• [WORK TO BE COMPLETED]
Find the line with "Target: man's glasses" in the entries below. Repeat it, every following line, and the line with "Target: strappy sandal", exactly and with nothing added.
BEGIN RECORDS SHOWN
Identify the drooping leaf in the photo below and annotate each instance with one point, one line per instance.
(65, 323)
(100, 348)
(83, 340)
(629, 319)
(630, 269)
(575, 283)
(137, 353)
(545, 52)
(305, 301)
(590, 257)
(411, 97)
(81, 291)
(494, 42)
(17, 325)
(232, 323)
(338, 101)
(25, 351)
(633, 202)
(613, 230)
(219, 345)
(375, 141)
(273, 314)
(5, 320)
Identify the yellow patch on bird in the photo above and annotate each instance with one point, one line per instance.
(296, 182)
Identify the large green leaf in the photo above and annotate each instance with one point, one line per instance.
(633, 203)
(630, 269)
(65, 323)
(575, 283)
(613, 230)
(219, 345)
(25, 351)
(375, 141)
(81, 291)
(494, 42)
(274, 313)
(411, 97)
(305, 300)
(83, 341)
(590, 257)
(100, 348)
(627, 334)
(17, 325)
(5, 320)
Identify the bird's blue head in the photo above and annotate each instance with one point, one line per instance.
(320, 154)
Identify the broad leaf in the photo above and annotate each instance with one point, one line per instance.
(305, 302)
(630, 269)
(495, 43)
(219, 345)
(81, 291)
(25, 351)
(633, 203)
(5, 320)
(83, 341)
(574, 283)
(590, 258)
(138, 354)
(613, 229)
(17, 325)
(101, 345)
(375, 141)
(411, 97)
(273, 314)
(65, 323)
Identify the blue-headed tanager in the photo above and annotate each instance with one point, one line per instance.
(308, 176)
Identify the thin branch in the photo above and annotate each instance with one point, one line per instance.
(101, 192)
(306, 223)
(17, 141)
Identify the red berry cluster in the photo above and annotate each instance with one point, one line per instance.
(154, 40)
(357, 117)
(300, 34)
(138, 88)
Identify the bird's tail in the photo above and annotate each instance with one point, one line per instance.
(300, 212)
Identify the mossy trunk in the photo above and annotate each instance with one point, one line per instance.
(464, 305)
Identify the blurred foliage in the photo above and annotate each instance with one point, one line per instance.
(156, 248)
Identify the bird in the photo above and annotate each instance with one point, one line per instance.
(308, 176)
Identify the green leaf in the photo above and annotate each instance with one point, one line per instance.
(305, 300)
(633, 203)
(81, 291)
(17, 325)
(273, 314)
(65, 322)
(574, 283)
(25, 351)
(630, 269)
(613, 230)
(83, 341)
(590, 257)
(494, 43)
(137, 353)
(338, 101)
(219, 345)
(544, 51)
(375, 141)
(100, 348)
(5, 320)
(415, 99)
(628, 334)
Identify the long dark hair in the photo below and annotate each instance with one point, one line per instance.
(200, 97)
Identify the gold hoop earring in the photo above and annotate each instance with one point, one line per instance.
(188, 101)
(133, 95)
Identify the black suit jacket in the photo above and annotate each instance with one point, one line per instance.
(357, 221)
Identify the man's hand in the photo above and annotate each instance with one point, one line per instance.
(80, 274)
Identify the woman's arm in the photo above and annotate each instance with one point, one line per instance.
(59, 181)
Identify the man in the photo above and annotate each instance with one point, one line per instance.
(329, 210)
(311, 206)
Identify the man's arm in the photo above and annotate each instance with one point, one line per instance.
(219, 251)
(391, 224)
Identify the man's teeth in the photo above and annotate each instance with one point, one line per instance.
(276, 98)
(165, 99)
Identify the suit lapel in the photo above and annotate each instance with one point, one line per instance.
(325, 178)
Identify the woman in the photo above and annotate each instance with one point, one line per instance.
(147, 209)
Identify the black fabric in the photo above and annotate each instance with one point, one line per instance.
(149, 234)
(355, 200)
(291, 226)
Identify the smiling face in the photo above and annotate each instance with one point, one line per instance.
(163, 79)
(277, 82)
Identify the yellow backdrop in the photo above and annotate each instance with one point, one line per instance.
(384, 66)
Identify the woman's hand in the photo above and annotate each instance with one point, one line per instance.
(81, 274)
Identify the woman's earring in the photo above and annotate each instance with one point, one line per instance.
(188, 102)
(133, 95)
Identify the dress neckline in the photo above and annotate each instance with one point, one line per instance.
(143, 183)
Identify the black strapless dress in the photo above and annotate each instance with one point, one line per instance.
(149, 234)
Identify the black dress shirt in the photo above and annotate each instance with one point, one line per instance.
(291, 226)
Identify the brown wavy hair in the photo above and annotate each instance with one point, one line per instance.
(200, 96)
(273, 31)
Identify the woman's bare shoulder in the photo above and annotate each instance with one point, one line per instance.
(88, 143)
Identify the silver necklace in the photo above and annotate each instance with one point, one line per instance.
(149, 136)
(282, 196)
END RECORDS SHOWN
BEGIN RECORDS SHOWN
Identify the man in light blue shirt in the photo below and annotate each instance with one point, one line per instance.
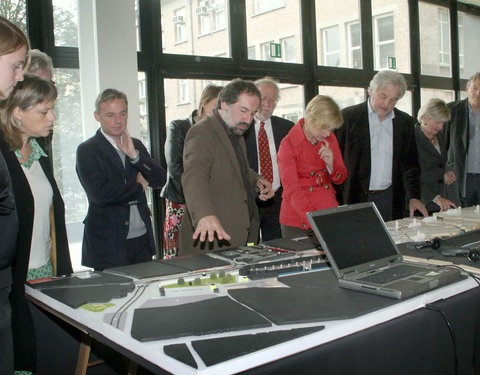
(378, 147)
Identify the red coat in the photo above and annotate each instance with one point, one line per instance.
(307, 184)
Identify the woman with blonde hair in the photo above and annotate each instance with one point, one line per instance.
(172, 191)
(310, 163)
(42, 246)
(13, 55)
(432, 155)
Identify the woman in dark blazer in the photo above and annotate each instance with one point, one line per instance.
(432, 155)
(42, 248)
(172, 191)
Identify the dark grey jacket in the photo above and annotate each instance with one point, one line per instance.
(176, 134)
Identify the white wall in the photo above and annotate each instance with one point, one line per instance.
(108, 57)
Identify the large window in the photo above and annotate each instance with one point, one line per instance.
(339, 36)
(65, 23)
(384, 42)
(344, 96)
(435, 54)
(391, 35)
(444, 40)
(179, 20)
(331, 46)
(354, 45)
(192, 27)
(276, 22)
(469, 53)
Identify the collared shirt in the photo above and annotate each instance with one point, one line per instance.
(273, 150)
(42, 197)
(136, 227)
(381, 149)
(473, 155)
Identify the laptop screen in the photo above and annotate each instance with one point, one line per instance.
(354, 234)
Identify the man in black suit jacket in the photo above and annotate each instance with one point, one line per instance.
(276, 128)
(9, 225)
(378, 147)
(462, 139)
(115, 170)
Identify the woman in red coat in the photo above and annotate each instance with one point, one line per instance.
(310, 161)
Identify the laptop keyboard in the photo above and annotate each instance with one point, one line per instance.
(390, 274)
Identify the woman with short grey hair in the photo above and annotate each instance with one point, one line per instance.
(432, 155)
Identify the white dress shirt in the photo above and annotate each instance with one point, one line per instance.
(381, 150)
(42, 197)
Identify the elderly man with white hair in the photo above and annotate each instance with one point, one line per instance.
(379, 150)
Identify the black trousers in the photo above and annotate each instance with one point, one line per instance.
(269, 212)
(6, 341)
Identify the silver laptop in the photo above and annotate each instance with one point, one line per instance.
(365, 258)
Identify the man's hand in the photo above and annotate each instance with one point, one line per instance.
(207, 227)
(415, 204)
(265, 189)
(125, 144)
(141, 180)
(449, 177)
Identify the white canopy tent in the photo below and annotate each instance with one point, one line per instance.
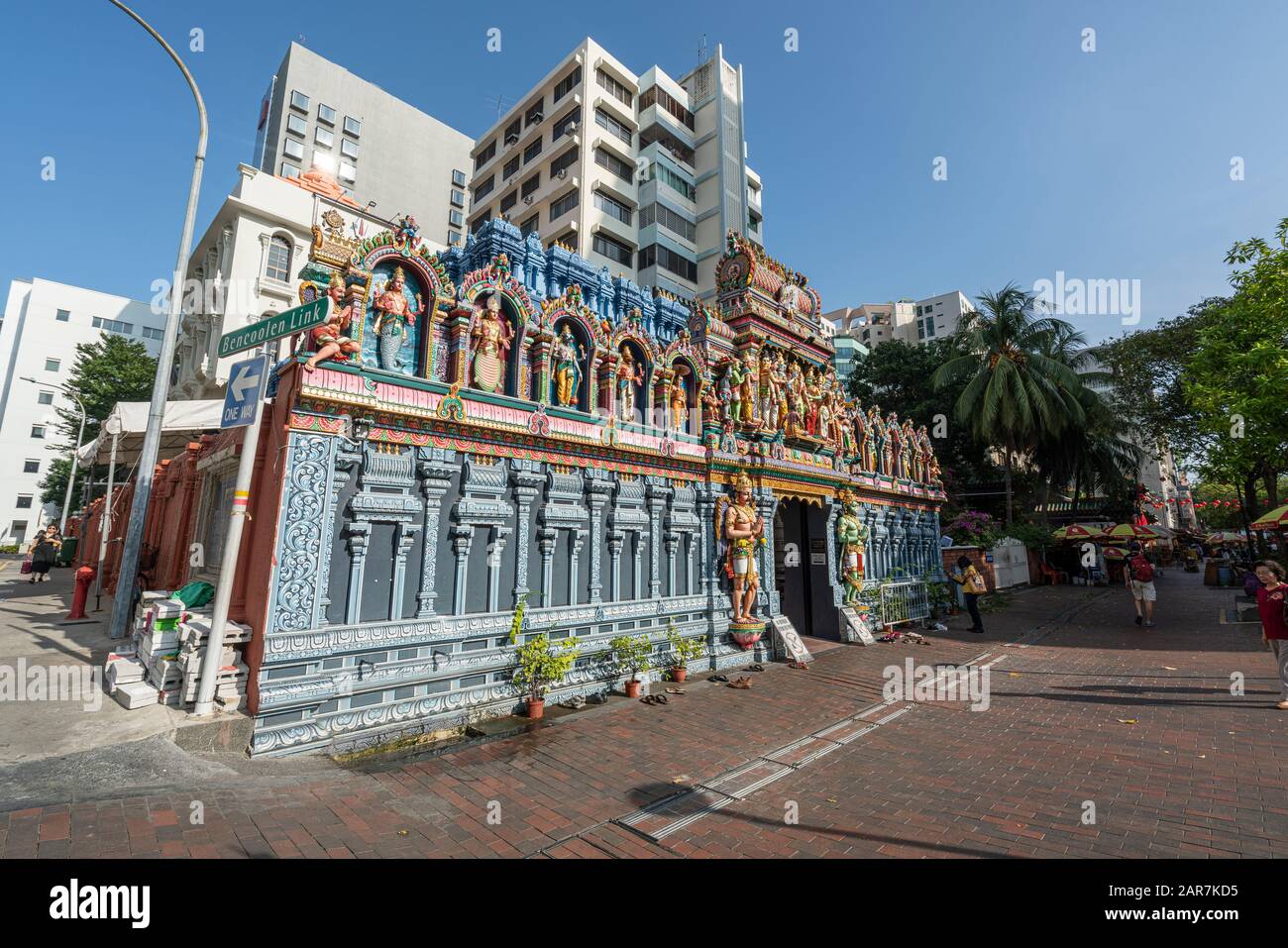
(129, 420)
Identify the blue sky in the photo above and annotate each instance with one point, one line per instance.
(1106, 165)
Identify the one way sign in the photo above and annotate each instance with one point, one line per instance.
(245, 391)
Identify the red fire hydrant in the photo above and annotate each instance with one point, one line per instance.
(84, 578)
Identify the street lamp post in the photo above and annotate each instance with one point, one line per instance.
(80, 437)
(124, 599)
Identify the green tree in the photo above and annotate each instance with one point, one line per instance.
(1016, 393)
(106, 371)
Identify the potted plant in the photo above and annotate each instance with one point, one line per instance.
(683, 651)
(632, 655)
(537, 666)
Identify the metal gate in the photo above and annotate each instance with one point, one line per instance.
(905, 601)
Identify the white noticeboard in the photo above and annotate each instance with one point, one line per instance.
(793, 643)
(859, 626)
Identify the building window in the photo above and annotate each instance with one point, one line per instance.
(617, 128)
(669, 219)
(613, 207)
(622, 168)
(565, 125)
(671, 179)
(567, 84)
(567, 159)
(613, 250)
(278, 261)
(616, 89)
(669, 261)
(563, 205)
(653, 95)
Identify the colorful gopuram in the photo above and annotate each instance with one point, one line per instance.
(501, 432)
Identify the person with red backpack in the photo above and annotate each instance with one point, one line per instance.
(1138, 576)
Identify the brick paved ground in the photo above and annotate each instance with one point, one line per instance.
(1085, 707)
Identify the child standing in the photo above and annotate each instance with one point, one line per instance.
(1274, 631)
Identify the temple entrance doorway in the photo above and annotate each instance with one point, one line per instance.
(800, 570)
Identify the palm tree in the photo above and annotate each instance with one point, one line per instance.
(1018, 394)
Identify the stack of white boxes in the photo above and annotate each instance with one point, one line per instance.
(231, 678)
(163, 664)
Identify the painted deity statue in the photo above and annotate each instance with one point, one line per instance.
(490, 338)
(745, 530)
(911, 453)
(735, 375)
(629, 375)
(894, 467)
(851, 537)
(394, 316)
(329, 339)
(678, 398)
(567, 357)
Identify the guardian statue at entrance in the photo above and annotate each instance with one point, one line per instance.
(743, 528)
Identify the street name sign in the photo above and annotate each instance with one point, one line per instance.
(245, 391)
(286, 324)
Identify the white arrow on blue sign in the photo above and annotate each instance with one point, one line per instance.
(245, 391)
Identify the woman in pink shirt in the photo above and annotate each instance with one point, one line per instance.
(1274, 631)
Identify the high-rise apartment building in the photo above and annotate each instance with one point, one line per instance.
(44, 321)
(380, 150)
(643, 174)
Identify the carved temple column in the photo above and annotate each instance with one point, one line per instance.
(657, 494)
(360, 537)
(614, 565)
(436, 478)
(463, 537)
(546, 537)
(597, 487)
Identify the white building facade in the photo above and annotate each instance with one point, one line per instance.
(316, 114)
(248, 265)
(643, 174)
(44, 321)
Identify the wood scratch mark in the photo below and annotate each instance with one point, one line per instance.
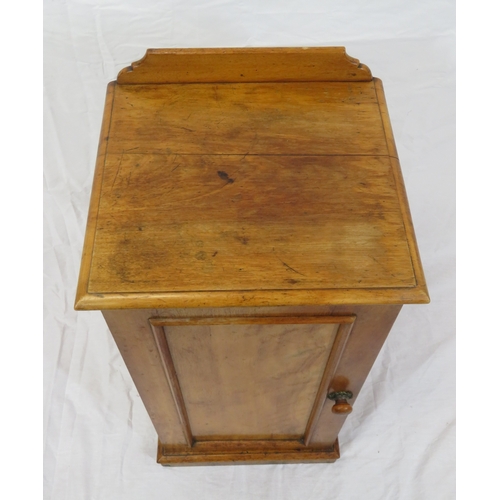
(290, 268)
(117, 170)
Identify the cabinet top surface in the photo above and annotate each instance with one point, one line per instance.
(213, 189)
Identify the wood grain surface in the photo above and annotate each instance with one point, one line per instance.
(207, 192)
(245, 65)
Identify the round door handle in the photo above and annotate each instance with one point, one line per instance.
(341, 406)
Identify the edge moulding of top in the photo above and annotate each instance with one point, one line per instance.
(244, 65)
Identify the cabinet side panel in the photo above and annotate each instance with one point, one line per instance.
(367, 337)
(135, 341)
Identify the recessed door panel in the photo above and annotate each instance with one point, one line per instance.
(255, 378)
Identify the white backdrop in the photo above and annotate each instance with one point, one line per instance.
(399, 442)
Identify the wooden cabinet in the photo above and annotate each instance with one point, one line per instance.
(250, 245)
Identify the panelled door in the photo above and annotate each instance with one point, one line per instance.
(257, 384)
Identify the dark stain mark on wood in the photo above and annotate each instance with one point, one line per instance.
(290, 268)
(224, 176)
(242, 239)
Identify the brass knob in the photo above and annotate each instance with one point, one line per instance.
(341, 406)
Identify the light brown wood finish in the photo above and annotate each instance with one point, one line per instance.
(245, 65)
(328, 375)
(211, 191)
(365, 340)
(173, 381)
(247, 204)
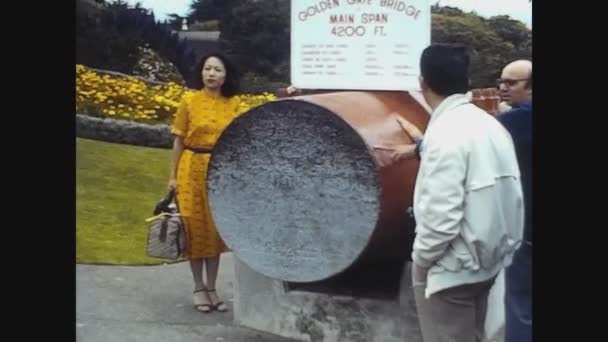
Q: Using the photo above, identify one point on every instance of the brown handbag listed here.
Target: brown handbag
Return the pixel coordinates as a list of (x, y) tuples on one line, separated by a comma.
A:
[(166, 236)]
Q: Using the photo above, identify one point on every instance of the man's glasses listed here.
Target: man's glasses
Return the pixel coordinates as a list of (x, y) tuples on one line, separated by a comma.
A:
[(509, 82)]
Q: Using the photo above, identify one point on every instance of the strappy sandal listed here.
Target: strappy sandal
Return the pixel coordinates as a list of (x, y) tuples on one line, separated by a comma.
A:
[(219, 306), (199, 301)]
END RECORDS SHOWN
BEGIN RECORDS SHOWN
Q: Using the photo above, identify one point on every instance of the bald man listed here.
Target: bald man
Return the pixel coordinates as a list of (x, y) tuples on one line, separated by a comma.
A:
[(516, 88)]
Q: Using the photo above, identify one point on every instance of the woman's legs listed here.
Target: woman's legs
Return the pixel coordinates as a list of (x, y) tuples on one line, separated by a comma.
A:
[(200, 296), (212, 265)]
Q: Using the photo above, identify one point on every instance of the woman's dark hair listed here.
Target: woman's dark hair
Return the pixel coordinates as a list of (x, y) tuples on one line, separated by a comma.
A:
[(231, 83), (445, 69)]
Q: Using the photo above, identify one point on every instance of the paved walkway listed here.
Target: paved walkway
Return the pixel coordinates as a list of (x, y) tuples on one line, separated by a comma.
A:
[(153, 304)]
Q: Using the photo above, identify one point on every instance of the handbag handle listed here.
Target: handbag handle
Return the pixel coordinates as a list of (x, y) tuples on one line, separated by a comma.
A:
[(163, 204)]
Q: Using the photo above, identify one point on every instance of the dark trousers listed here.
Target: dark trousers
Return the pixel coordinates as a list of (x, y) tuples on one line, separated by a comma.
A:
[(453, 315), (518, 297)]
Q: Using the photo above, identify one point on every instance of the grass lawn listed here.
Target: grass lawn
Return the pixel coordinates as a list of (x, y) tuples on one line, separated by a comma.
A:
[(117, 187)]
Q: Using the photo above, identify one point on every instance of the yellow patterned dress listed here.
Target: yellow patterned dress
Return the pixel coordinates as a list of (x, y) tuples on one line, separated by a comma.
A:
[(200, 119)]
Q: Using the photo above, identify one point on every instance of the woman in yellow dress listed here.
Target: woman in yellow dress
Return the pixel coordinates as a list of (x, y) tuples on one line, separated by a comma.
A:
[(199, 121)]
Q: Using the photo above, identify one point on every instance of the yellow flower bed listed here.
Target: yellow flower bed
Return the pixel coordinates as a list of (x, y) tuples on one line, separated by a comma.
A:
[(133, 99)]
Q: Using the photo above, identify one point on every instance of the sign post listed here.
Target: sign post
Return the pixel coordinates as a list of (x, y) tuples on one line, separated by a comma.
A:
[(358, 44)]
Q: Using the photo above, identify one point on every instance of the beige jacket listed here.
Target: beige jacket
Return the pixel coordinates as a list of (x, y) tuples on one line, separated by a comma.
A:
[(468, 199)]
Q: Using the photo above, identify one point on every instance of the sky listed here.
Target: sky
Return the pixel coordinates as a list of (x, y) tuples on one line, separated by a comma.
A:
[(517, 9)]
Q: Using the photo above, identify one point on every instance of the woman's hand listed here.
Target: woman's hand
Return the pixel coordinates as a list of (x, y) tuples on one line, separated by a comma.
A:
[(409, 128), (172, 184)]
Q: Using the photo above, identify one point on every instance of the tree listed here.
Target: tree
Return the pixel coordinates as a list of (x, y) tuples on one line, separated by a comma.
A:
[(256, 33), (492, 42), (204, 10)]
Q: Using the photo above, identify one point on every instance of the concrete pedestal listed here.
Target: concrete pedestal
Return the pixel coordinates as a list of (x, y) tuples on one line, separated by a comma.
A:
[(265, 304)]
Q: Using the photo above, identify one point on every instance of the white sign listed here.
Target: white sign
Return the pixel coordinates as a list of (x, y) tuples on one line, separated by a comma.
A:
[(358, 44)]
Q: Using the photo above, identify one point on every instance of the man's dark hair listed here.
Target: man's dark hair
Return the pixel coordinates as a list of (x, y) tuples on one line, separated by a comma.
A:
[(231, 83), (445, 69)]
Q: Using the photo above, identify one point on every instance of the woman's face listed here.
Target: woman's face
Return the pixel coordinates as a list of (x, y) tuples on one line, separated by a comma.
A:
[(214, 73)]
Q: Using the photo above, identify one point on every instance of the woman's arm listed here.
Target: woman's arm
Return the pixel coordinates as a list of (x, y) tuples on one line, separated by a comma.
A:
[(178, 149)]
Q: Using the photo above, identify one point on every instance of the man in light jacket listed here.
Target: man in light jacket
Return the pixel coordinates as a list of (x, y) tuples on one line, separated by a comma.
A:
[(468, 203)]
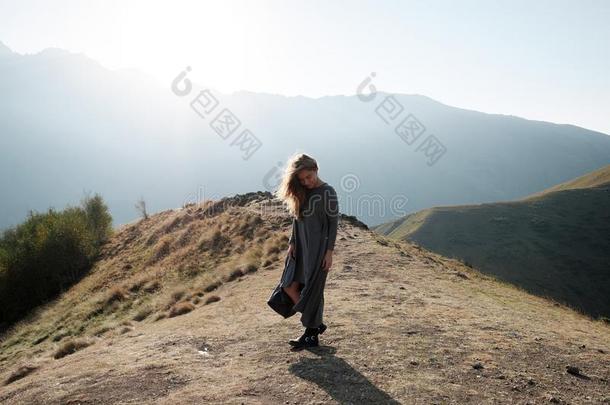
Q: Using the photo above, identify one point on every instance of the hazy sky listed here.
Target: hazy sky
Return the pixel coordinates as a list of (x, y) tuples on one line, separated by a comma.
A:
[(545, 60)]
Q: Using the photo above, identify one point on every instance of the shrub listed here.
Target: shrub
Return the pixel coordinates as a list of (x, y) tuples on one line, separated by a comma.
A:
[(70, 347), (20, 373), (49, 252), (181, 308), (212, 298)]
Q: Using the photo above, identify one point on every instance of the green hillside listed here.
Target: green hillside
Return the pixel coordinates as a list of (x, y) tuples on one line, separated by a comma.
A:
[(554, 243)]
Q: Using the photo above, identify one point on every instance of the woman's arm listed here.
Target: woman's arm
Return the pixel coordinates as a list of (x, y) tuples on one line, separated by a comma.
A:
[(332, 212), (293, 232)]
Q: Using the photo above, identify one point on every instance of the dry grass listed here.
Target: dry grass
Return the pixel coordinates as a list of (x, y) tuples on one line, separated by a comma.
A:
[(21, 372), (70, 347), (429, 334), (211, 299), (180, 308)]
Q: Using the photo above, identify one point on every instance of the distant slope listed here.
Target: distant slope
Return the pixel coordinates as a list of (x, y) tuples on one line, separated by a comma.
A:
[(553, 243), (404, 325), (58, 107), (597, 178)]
END RECORDS SHOWN
• [EXERCISE OUTPUT]
Target: man's glasses
Return the pixel coordinates as a list of (x, y) tuples on one line, separated by a comma.
A:
[(509, 82)]
Q: Using the photo above, identify one point on every instance of the strappy sandal listed here.
Target: strappy sandal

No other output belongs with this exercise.